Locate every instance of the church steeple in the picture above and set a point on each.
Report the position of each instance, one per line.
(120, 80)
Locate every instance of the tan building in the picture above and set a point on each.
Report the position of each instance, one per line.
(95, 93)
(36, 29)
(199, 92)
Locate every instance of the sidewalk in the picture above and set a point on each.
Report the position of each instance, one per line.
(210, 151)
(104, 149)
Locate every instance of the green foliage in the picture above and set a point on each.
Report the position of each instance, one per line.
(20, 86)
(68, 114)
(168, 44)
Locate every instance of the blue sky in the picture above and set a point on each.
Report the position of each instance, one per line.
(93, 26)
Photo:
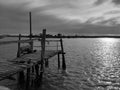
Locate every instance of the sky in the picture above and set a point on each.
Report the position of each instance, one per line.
(60, 16)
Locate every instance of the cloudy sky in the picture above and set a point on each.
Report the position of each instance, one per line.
(64, 16)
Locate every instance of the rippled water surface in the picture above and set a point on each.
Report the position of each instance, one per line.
(92, 64)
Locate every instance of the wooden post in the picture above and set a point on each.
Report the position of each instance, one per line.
(30, 21)
(43, 51)
(21, 77)
(46, 63)
(63, 57)
(37, 70)
(28, 76)
(58, 61)
(18, 52)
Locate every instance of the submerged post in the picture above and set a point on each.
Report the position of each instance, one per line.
(30, 22)
(43, 51)
(58, 60)
(63, 57)
(21, 76)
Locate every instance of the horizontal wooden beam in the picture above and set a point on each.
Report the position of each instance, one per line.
(16, 41)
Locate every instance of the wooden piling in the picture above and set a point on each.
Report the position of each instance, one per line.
(46, 63)
(63, 57)
(28, 76)
(43, 51)
(21, 77)
(18, 52)
(30, 23)
(37, 70)
(58, 61)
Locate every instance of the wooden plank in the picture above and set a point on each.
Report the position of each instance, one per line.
(9, 68)
(16, 41)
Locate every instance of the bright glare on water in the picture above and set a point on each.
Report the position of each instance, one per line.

※ ※ ※

▸ **Prompt**: Reproduce all of the data above word for word, line by line, and leave the pictures out.

▸ **Written solution**:
Locate every instance of the church steeple in the picture above and set a point on each.
Report the position of each instance, one per line.
(120, 80)
Locate every instance of the tan building in the picture above and set a point on each.
Report the position of each instance, one per line.
(95, 93)
(36, 29)
(199, 92)
Locate every instance of the sidewalk in the picture above and set a point on each.
Report the position of each instance, one per line.
(210, 151)
(104, 149)
Locate every instance of the green foliage in the picture above and set a point on each.
Report the position of each instance, one per line.
(20, 86)
(68, 114)
(168, 44)
Locate every instance of the blue sky in the picture above and set a point on each.
Report the position of each instance, one per line.
(93, 26)
Photo:
Locate every instance of the sky in the picture above and set a point on each.
Report the position of each instance, one per line.
(60, 16)
Locate every instance of the cloudy sky in the picture above and set a point on each.
Report the position of each instance, one per line.
(64, 16)
Locate every instance of the rippled water surface in the picture above and set a point on each.
Report the position of each instance, one per line.
(92, 64)
Locate every instance of the wooden post in the picture above and set a point on each.
Report the position of each instance, one per line.
(30, 21)
(43, 51)
(21, 77)
(46, 63)
(63, 57)
(37, 70)
(28, 76)
(58, 61)
(18, 52)
Locate every instance of the submerged post in the picture above and set a point on each.
Report the position of each instance, one per line.
(30, 22)
(43, 51)
(58, 60)
(63, 57)
(21, 76)
Locate every instance of the horizontal wooden beam in the picture above and set a point on each.
Report the position of each instance, one per line.
(16, 41)
Locate every instance of the wooden piling in the picture above and set a point on each.
Report the position of each instance, one per line.
(46, 63)
(63, 57)
(28, 76)
(43, 51)
(21, 77)
(18, 52)
(30, 23)
(37, 70)
(58, 61)
Locate every instance of the wooden plank in the picture above and set a point on each.
Report the position of each instance, one per line.
(9, 68)
(16, 41)
Locate every instance of the bright glare on water in the picture above and set a point on each.
Report the position of each instance, one per line.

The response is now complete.